** start of Document segment **

Did you notice any coil whine? Aside from fan noise, most review sites do not comment on coil whine, yet a lot of the 1080's have that problem, including both of my Asus 1080 strix cards when run under max load or in high fps gaming.


----------



## Joss (Mar 15, 2017)

oh boy, how I hate triple fans, almost as much as fancy lighting


----------



## Ferrum Master (Mar 15, 2017)

I wonder if the first thing W1z does when firing up a new GPU is opening his GPU-Z lulz.


----------



## Captain_Tom (Mar 15, 2017)

Yup doesn't overclock better than the Titan X, and why would it?


I would also like to point out that once again the OC rule prevails ->  Performance Increase ~= [ (% Increase Core Clock) + (%Increase Mem Clock) ] / 2.


----------



## XiGMAKiD (Mar 15, 2017)

** end of Document segment **
** start of Given data **

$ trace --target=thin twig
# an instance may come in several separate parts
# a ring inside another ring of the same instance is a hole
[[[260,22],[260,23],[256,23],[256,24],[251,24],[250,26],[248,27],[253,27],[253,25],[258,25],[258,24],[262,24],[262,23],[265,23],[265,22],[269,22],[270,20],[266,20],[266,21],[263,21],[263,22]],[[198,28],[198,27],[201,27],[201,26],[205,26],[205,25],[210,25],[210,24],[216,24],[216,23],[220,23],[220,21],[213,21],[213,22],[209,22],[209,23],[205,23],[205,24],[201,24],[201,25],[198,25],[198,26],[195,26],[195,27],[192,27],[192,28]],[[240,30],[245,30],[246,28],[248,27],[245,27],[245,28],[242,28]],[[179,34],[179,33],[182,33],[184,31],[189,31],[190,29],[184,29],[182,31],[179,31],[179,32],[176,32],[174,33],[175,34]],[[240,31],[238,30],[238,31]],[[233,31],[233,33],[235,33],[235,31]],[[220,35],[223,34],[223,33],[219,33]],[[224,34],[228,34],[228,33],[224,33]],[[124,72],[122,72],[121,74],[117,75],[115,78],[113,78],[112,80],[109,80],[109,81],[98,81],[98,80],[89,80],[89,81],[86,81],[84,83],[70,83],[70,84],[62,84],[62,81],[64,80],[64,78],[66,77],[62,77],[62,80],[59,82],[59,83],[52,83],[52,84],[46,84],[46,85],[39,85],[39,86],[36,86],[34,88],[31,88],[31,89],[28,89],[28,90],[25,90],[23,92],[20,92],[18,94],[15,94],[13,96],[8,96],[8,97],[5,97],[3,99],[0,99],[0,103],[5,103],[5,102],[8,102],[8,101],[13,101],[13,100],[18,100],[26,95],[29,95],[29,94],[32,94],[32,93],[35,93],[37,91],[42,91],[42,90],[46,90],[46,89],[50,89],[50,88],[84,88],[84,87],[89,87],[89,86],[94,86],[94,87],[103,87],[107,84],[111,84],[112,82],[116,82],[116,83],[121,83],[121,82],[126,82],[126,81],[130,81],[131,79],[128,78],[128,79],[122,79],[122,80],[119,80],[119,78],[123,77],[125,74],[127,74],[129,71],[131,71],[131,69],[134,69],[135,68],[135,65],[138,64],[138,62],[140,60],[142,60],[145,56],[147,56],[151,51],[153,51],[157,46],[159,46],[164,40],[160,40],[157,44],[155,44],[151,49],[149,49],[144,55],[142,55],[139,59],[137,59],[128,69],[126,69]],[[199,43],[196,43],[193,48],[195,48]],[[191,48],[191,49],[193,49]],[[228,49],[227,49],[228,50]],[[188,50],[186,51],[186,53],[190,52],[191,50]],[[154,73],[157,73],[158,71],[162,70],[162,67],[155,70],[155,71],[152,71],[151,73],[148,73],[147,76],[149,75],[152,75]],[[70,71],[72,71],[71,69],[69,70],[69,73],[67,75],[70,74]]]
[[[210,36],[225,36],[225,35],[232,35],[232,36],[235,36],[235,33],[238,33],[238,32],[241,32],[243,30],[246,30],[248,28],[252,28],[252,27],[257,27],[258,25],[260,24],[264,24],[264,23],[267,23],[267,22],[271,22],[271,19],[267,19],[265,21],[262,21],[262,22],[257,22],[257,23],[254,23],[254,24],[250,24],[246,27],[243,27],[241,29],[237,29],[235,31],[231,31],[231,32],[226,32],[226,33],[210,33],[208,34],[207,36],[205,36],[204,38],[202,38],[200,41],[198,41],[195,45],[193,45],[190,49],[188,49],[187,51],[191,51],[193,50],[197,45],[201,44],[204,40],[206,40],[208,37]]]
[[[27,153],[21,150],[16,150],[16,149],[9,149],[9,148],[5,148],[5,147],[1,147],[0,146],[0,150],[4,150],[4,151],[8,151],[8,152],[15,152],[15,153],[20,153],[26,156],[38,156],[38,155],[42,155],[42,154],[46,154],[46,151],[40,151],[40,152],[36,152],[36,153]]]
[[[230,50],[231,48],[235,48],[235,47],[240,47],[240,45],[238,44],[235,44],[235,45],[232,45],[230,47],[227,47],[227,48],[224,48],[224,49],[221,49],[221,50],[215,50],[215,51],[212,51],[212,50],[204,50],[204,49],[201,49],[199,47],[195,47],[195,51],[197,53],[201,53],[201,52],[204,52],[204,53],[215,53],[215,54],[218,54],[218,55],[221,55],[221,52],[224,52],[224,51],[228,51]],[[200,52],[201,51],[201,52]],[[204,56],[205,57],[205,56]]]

** end of Given data **

*Given problem*: Decide whether each statement below agrees with the forum thread, answering yes or no and quoting the thread's deciding words. (a) The first poster owns two Asus 1080 Strix cards. (b) Joss hates triple fans more than fancy lighting. (c) Captain_Tom says the card overclocks better than the Titan X.

*The reply*:
(a) Yes: "both of my Asus 1080 strix cards"
(b) No: "how I hate triple fans, almost as much as fancy lighting"
(c) No: "Yup doesn't overclock better than the Titan X"